原文抜粋
□ □ □ □ □

ガンジーさんが来た日。
・・・鼠穴では、テープが回っていた。
これは、ある種の「ひょうたんからコマ」企画です。
ガンジーさんが鼠穴に訪れた日、
「対談再録の鬼」と化したメリー木村が、
いちおう、とか言いつつテープを回していたんです。
それはそれで、コンテンツにしないでいいや、と
思っていたんだけれど、
「文字にしてみたら、やっぱりおもしろいんですけど」と、
メリー・鬼・木村が言ってきて、さ。
読んだら、やっぱりおもしろいや、ってことで。

お気楽に、ひとつ、3時のおやつでもいただきながら、
読んでみてくださいな。

第1回 失礼ですが、最初は好奇心からです。

第2回 死が、同情にまきこまれてしまうのかな。

第3回 縁と言うか、勘と言うか。

□ □ □ □ □

データセット
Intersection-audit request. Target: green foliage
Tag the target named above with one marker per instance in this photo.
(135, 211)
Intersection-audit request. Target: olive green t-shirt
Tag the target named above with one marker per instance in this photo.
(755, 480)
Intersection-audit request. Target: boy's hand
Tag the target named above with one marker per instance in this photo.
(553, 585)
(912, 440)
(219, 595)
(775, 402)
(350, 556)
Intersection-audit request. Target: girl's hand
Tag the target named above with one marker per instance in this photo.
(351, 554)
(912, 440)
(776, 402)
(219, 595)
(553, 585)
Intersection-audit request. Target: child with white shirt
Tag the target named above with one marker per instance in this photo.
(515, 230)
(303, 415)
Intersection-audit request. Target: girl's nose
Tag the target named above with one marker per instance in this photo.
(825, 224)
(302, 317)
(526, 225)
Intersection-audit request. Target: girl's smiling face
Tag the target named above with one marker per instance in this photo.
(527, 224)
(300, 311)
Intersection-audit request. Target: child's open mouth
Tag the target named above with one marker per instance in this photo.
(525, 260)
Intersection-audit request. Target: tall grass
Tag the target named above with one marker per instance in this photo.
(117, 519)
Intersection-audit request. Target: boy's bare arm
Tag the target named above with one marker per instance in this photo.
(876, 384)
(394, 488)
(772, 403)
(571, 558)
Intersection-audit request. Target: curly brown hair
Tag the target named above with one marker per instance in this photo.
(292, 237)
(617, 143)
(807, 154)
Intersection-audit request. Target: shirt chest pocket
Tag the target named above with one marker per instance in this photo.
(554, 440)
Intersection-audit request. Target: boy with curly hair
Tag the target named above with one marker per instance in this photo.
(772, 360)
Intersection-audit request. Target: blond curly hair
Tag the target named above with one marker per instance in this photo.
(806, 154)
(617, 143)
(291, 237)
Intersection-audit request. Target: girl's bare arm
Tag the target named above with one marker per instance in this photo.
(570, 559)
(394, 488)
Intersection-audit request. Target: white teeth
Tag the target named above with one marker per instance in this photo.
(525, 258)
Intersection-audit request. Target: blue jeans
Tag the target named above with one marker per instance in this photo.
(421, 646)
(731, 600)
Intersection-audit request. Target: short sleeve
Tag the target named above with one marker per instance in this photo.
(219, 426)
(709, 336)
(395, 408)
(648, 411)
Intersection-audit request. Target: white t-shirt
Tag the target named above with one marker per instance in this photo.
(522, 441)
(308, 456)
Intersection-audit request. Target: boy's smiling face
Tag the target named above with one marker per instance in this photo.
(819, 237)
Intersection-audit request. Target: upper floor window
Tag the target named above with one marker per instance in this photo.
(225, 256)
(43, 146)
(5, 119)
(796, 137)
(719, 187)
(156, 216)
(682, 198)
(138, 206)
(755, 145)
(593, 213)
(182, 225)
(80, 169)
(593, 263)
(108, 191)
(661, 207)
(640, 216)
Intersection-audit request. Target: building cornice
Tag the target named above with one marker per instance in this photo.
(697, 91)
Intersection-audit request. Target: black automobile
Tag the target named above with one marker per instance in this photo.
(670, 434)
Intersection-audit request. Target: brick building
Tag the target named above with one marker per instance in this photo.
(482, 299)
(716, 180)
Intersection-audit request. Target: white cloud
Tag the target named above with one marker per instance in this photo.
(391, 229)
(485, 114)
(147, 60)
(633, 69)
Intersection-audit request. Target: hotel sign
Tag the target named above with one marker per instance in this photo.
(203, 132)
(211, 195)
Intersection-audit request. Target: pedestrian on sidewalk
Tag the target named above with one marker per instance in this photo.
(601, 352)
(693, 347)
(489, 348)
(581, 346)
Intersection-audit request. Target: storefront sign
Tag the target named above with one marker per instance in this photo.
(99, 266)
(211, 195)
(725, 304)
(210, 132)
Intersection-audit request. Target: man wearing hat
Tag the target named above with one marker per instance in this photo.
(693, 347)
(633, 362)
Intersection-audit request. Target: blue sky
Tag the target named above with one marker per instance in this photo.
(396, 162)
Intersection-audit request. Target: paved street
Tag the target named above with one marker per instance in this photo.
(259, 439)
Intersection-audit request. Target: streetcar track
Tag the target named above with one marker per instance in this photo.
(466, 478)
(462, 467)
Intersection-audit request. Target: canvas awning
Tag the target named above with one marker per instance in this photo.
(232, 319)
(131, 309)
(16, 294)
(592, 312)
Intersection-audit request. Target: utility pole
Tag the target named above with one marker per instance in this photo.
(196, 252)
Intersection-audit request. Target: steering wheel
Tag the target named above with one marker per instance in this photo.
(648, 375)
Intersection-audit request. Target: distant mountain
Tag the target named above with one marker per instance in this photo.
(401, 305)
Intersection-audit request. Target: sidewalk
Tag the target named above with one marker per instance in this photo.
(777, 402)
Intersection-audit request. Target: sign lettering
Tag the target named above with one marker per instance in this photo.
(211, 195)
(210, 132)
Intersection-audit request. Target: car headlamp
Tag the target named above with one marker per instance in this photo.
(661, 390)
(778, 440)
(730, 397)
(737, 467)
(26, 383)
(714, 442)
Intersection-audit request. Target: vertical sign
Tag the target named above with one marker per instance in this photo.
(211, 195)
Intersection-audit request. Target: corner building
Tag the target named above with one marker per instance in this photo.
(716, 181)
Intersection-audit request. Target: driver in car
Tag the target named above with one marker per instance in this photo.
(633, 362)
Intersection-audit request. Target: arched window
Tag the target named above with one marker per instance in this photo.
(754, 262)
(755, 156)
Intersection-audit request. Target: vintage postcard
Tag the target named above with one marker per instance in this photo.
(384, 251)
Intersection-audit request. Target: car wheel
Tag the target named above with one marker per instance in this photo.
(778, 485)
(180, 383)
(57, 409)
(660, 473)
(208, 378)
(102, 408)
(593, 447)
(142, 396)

□ □ □ □ □

目的 A
原文抜粋に挙げられている各回の題名を、回の番号を付けてすべて書き出してください。
目的 B
次の(i)～(iii)が原文抜粋の内容と一致するかどうかを「はい」か「いいえ」で答え、判断の根拠となる原文抜粋の語句をそのまま引用してください。
(i) メリー木村はテープを回していた。
(ii) 当初からこの記録をコンテンツにする予定であった。
(iii) 読者には3時のおやつを食べながら読むよう勧めている。
目的 C
原文抜粋の最後の一文に続けて、その先を書き継いでください。

回答 A
第1回 失礼ですが、最初は好奇心からです。
第2回 死が、同情にまきこまれてしまうのかな。
第3回 縁と言うか、勘と言うか。

回答 B
(i) はい。「いちおう、とか言いつつテープを回していたんです。」
(ii) いいえ。「それはそれで、コンテンツにしないでいいや、と」
(iii) はい。「お気楽に、ひとつ、3時のおやつでもいただきながら、」

回答 C
第4回 ご本人を目の前にして、ぬけぬけと。

第5回 ハンディを、力に変える人なので。

第6回 若い時の借金を返しているような気が。


(※しばらく、ガンジーさんが
  これまでに手がけてきた事業の話がありました)
糸井 しんどい仕事を一緒にしてきた友達って、
戦地をくぐった人どうし、みたいになりますよね。
苦しい時に逃げちゃうヤツなのか、
足をふんばるヤツなのかがわかりますから。
ガンジー 私の場合は、今まで、どういうわけか、
逃げたいという気持ちはほとんどなかったですが、
逃げるっていうのは、よくありませんよね?
糸井 それはそのまま、ぜんぶ心に借金が残りますから。
ガンジー ひとつの事業が失敗しても、
どこかでほとぼりが冷めて、
法律の責任がないというところがあるから、
そこでまた出てきてやっているという例は
あるようですけど。
糸井 そっちのほうが、
社会から見ると「上手」な人なんでしょうね。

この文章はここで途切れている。